Page
This article contains a complete working example for the Resource Manager on the command line for those of you who can’t use the Enterprise Manager fort it. Believe me, I feel your pain 😉

As a good practice, PL/SQL procedures should be using DBMS_APPLICATION_INFO to mark their modules and actions. Not only for monitoring purpose but also to provide a way to tweak the system if things start going ugly in terms of performance. Here’s where the Resource Manager steps in.

Given information

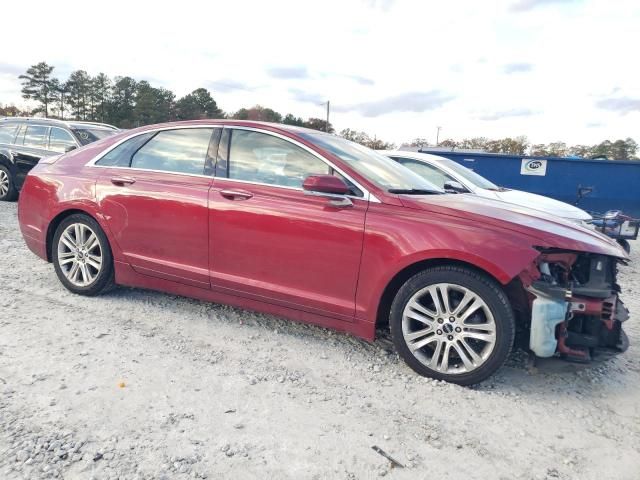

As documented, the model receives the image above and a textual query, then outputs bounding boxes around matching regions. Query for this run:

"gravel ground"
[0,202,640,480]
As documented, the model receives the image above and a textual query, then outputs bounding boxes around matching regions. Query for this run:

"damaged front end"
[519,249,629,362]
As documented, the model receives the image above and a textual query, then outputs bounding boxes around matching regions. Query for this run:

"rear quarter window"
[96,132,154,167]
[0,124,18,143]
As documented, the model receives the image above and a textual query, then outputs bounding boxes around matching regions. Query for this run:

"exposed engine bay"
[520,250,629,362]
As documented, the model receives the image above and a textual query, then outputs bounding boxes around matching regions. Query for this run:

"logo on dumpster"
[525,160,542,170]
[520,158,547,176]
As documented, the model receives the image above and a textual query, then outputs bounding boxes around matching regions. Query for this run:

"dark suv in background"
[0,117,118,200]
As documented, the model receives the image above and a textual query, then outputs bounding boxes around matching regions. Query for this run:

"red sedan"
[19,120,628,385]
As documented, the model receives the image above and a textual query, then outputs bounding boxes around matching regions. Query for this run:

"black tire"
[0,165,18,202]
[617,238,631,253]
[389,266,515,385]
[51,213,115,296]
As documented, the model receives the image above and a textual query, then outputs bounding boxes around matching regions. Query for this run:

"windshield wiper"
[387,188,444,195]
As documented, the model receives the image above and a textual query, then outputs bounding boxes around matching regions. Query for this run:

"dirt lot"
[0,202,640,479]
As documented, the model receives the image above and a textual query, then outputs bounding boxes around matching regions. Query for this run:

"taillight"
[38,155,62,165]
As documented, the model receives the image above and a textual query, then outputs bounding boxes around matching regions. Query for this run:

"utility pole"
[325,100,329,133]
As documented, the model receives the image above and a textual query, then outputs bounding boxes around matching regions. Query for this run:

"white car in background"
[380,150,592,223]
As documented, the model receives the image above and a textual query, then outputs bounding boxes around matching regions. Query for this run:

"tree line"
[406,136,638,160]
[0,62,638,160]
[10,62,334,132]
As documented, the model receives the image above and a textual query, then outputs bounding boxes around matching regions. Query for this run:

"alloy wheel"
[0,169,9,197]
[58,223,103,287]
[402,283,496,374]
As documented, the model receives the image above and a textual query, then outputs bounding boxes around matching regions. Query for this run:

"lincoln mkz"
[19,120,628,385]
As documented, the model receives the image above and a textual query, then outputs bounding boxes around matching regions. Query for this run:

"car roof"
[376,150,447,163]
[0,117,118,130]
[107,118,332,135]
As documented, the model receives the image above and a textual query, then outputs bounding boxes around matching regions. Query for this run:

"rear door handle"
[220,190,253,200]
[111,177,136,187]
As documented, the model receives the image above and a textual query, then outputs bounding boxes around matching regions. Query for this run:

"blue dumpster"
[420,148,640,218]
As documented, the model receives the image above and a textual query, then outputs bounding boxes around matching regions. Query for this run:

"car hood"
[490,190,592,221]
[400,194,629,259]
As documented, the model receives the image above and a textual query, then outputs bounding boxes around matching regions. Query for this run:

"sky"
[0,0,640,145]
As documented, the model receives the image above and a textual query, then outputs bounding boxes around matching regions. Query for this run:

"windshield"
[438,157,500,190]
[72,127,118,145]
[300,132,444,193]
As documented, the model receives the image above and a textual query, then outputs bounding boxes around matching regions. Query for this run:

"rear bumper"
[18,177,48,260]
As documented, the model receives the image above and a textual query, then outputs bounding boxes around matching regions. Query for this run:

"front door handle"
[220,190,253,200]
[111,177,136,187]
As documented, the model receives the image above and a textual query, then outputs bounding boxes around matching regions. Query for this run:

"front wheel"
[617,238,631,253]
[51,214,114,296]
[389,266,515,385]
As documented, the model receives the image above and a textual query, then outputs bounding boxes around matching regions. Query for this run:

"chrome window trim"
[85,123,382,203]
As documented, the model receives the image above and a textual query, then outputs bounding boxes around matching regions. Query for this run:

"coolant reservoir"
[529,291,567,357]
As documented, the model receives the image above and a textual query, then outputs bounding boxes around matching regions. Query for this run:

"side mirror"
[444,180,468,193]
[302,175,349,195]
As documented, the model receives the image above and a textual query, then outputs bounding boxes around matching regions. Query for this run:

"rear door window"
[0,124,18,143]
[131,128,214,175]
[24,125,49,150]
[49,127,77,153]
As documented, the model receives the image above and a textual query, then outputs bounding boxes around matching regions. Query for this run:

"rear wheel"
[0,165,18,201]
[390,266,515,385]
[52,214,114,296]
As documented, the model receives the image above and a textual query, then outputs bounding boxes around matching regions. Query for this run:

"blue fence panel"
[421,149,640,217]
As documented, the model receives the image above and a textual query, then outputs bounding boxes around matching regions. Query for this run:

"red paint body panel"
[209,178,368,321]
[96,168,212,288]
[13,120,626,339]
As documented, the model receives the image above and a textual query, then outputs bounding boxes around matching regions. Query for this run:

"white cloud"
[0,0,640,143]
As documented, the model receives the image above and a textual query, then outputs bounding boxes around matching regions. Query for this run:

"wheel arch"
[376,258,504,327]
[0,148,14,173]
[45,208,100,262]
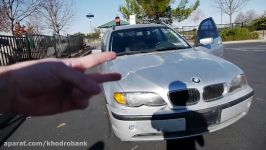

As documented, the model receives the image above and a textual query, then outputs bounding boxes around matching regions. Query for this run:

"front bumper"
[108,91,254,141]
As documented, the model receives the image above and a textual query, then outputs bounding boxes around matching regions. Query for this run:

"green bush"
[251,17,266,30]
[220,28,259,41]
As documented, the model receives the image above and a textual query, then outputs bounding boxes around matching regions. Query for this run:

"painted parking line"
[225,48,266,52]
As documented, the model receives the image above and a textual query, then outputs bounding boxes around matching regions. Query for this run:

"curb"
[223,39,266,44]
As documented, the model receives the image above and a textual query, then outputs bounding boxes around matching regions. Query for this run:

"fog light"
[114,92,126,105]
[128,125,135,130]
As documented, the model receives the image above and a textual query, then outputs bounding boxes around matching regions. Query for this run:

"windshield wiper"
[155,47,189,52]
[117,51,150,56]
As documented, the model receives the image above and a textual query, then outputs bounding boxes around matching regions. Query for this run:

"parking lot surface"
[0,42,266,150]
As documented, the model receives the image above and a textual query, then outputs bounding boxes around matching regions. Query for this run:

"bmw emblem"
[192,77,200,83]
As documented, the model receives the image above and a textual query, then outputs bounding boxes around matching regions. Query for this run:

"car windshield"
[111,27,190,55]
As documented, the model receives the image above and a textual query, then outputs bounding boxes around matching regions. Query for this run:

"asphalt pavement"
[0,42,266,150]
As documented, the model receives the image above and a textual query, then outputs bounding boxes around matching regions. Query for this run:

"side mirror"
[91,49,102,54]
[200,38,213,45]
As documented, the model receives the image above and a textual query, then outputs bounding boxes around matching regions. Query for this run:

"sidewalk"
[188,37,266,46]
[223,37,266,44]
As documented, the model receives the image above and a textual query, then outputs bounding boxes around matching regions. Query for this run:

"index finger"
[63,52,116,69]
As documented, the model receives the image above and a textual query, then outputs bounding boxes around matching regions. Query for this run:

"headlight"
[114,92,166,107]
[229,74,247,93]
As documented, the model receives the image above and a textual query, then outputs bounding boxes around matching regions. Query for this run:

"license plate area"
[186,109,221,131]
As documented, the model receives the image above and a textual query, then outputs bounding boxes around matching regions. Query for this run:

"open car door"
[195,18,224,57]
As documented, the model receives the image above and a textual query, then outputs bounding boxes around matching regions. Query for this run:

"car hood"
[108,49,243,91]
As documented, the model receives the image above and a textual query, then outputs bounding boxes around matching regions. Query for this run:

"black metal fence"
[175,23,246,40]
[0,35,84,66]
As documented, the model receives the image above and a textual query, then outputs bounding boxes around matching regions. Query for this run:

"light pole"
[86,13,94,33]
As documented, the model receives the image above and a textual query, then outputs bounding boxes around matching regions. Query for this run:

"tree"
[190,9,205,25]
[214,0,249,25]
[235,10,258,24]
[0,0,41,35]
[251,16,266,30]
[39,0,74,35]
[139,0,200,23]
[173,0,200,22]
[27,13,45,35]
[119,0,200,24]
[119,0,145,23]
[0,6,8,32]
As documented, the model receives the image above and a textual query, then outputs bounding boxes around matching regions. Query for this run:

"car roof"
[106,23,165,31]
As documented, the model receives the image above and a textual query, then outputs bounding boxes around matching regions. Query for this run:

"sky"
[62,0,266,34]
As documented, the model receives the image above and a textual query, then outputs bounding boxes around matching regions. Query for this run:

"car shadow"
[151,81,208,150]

==

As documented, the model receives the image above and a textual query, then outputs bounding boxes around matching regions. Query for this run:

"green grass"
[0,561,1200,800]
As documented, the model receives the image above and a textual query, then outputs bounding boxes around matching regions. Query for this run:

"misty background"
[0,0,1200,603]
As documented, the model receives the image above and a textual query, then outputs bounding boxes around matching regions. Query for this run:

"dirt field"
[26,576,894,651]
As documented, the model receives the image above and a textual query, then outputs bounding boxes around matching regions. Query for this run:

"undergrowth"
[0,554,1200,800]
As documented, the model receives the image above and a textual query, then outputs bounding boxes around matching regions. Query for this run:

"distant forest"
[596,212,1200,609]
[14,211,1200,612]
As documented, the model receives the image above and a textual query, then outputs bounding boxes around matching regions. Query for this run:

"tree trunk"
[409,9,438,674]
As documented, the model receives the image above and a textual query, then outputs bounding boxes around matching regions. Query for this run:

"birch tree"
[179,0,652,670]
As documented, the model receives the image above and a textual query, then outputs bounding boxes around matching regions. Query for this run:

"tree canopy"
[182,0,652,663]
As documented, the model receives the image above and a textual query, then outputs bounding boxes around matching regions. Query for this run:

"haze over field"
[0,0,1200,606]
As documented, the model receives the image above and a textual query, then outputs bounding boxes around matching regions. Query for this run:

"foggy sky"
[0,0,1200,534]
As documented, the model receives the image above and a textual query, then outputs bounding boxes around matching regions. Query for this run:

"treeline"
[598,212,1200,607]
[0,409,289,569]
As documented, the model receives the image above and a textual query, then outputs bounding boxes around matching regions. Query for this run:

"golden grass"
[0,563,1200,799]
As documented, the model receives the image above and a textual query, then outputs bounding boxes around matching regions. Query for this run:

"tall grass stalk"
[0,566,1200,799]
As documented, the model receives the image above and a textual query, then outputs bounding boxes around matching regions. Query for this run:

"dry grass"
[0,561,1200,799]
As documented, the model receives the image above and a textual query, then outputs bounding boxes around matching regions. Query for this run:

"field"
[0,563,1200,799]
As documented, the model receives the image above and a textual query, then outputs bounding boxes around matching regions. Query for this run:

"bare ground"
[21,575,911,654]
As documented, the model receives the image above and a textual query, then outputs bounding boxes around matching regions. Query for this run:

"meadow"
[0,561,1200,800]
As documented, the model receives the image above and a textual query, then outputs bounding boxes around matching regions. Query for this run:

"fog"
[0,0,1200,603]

Task set
a – Rewrite the paragraph of the Resource Manager article that begins "As a good practice" more briefly, keeping its main facts.
b – Reproduce the part of the Resource Manager article that opens with the words containing "As a good practice, PL/SQL" and closes with "Manager steps in.", substituting "throughput" for "performance".
c – Answer these questions from the Resource Manager article:
(i) What does the article contain?
(ii) Which package should PL/SQL procedures use to mark their modules and actions?
(iii) Besides monitoring, what does marking modules and actions provide?

Responses to the exercise
a – PL/SQL procedures should use DBMS_APPLICATION_INFO to mark their modules and actions. This aids monitoring and also provides a way to tweak the system when performance deteriorates, which is where the Resource Manager comes in.

b –
As a good practice, PL/SQL procedures should be using DBMS_APPLICATION_INFO to mark their modules and actions. Not only for monitoring purpose but also to provide a way to tweak the system if things start going ugly in terms of throughput. Here’s where the Resource Manager steps in.

c –
(i) A complete working example for the Resource Manager on the command line.
(ii) DBMS_APPLICATION_INFO.
(iii) A way to tweak the system if things start going ugly in terms of performance.